__RECORDS SUPPLIED__
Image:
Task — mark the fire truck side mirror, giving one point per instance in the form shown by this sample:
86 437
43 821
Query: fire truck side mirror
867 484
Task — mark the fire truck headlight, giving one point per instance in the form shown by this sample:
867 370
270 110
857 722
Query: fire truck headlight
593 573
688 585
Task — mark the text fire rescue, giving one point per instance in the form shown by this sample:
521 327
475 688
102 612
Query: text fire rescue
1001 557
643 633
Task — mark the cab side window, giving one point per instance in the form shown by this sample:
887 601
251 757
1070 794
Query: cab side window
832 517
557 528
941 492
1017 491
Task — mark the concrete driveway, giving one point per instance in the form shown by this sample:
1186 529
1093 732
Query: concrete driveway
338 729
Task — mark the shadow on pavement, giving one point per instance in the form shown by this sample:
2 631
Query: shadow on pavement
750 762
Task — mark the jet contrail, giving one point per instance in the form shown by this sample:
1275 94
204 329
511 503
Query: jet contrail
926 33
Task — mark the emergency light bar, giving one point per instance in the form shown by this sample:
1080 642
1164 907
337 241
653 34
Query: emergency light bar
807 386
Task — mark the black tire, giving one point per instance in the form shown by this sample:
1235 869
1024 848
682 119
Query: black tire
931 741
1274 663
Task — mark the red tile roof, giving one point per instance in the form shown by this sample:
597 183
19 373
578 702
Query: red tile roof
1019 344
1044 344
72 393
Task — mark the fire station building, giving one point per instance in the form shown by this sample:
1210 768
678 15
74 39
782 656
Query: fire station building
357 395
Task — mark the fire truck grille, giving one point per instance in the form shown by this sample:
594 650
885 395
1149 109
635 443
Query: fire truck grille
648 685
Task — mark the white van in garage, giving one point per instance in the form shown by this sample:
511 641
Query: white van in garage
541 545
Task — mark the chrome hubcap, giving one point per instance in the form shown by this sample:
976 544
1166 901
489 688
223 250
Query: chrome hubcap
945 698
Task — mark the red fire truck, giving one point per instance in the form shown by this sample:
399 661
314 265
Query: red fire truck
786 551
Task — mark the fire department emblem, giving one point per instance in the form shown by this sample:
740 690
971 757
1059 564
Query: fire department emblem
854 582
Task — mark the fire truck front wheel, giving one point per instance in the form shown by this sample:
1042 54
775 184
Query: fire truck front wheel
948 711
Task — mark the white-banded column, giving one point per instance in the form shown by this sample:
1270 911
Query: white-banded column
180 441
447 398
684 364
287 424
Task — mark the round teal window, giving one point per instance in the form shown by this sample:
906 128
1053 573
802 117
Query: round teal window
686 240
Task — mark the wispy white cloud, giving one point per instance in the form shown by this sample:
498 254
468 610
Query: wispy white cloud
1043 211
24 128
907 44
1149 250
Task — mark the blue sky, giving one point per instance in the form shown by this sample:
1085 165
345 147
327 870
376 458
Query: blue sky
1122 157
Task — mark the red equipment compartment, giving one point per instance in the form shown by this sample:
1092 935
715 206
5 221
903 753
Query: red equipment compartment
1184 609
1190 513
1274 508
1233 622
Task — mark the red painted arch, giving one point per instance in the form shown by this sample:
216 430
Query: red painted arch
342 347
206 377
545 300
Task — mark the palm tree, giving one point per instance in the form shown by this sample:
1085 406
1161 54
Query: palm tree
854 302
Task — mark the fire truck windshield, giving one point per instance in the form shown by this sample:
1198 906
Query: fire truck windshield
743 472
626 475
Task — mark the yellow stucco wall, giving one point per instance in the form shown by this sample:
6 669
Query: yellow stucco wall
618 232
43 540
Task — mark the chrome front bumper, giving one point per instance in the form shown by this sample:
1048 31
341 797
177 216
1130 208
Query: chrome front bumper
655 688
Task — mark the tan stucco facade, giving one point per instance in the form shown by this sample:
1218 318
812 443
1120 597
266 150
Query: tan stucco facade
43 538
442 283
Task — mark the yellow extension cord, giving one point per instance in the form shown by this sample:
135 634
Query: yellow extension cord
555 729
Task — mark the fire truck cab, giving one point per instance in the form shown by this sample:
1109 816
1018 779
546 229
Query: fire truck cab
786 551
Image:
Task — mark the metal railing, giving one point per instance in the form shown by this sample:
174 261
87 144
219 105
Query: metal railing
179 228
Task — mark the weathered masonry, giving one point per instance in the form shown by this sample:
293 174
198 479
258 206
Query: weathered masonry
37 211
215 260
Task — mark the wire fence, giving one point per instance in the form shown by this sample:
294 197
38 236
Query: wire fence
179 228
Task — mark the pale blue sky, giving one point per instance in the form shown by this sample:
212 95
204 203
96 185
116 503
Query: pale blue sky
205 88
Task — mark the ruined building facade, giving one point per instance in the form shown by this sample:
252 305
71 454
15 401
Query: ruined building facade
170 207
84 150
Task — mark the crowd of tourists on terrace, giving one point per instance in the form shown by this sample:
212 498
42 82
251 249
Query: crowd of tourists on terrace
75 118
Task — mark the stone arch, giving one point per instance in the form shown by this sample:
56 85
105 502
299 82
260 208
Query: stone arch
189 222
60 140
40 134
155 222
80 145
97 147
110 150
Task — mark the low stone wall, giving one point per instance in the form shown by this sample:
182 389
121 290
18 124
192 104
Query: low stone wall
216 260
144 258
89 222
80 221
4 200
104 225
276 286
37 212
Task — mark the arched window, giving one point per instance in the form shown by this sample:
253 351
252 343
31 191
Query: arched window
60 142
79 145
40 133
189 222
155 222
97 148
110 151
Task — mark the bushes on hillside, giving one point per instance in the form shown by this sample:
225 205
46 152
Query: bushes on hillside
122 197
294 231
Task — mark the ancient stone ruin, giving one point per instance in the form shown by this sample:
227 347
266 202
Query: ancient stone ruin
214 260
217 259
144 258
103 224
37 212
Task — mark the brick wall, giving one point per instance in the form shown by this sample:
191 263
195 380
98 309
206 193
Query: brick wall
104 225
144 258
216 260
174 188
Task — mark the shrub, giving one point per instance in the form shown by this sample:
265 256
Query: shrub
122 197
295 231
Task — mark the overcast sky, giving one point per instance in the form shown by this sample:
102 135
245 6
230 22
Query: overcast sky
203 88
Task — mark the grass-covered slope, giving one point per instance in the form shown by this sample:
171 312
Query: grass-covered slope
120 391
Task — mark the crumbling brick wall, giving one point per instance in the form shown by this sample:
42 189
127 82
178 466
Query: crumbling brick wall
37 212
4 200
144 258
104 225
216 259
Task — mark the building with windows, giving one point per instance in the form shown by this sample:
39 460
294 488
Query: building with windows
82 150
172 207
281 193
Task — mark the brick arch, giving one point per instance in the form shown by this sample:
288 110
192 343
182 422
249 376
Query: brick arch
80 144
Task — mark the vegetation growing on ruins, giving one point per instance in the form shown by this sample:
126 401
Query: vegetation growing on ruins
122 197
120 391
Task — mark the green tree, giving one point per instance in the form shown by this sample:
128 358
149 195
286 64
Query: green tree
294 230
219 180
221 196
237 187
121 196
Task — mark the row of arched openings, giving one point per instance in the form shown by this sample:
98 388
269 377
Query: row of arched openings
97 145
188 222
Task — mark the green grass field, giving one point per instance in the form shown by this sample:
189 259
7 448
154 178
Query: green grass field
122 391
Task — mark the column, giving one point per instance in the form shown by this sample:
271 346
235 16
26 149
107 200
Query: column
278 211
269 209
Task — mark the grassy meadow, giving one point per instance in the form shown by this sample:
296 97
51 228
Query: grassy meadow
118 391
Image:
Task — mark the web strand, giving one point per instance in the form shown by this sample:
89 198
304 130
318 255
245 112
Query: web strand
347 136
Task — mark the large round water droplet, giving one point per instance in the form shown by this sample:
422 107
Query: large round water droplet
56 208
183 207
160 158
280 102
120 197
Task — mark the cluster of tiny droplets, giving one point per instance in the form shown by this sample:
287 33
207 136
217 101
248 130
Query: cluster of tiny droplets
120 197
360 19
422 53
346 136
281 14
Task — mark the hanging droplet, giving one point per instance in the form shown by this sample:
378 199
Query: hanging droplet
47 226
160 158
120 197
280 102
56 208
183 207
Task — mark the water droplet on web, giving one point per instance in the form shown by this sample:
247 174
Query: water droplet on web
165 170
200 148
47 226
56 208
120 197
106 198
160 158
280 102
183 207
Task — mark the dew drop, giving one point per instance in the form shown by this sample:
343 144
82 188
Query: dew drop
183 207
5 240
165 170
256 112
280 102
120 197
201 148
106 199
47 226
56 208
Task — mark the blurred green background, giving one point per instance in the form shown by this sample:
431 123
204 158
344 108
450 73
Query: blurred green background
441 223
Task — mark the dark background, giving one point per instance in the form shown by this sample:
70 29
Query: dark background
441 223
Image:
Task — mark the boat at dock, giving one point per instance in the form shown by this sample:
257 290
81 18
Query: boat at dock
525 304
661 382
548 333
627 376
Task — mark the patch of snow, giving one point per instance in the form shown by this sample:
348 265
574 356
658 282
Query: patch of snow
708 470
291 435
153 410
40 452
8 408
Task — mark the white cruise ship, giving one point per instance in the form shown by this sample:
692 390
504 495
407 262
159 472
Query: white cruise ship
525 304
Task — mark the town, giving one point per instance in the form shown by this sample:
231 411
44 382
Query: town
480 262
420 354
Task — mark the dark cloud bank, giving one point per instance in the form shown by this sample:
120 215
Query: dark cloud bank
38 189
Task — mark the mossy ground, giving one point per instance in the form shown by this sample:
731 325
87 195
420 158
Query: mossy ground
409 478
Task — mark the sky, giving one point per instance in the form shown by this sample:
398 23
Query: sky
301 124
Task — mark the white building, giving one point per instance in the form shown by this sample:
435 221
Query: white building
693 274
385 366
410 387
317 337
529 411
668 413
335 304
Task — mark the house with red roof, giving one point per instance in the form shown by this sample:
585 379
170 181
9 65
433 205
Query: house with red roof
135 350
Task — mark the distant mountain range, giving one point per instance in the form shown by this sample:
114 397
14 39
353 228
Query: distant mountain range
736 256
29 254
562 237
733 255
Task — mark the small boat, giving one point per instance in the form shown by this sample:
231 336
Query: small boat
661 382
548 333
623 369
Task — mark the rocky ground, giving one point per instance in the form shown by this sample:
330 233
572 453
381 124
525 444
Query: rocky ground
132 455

__YOUR INSTRUCTIONS__
Give again, word for word, the lines of the listing, starting at its first line and ending with the line containing "Task — mark the text".

__TASK RESULT__
Image:
Task — mark the fire truck side mirror, giving one point per instance in the form shown by this sample:
86 437
43 821
Query: fire truck side mirror
867 484
Task — mark the fire truck headlight, giving one point per instance in the form shown by this sample:
867 370
270 110
857 722
Query: fire truck headlight
593 573
688 585
Task — mark the text fire rescue, giving one point per instance in the form shown by this sample:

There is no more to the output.